▸ Artículo:
======

Desde las pantallas de proyección hemos sido invadidos por una temática pobre, limitadísima, nociva, reproducida hasta la saciedad. Seguramente hemos agotado ya la temática del cinematógrafo, hasta dentro de diez o veinte años. El espectador inteligente o lo ha abandonado o lo frecuenta, hasta cierto punto, por una especie de fría e inerte resignación. En cambio, el cine ha logrado monopolizar de una manera alarmante, no ya el interés, sino la avidez de una masa considerable.

Estamos ante un fenómeno frente al que las minorías conscientes no pueden encogerse de hombros. Quizá su mayor peligrosidad radique en la venalidad con que abre al espectador vedados estímulos de la emoción. Las pasiones del hombre son en su parte más noble «creadoras de belleza esencial». Están vinculadas, en este sentido, a una legítima emoción. Pero la oscura raíz pasional pertenece a una clausurada e inconfesable intimidad. Desnudar esto ante un público indiferenciado, heterogéneo, es destruir el íntimo pudor del individuo, desvincular la emoción de la noble pasión humana, desvirtuarla, atarla a este nuevo elemento que el cine ofrece a la masa: «lo morboso», una infracategoría. Lo primordial en la vieja tragedia ya no importa, sino lo inconsciente, lo que comienza en nuestra cintura, la parte equina del centauro. Cualquiera de las cintas llamadas «psicológicas», que se nos han ofrecido con tanta abundancia durante los últimos años, es en principio de una inmoralidad evidente.

======

▸ Material proporcionado:
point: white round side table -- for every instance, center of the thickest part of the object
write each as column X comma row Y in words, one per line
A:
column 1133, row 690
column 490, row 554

======

¿Puedes extraer, sin cambiar nada, el fragmento del artículo sobre el cine que va desde "Desde las pantallas" hasta "una masa considerable."?

▸ Respuesta:
Desde las pantallas de proyección hemos sido invadidos por una temática pobre, limitadísima, nociva, reproducida hasta la saciedad. Seguramente hemos agotado ya la temática del cinematógrafo, hasta dentro de diez o veinte años. El espectador inteligente o lo ha abandonado o lo frecuenta, hasta cierto punto, por una especie de fría e inerte resignación. En cambio, el cine ha logrado monopolizar de una manera alarmante, no ya el interés, sino la avidez de una masa considerable.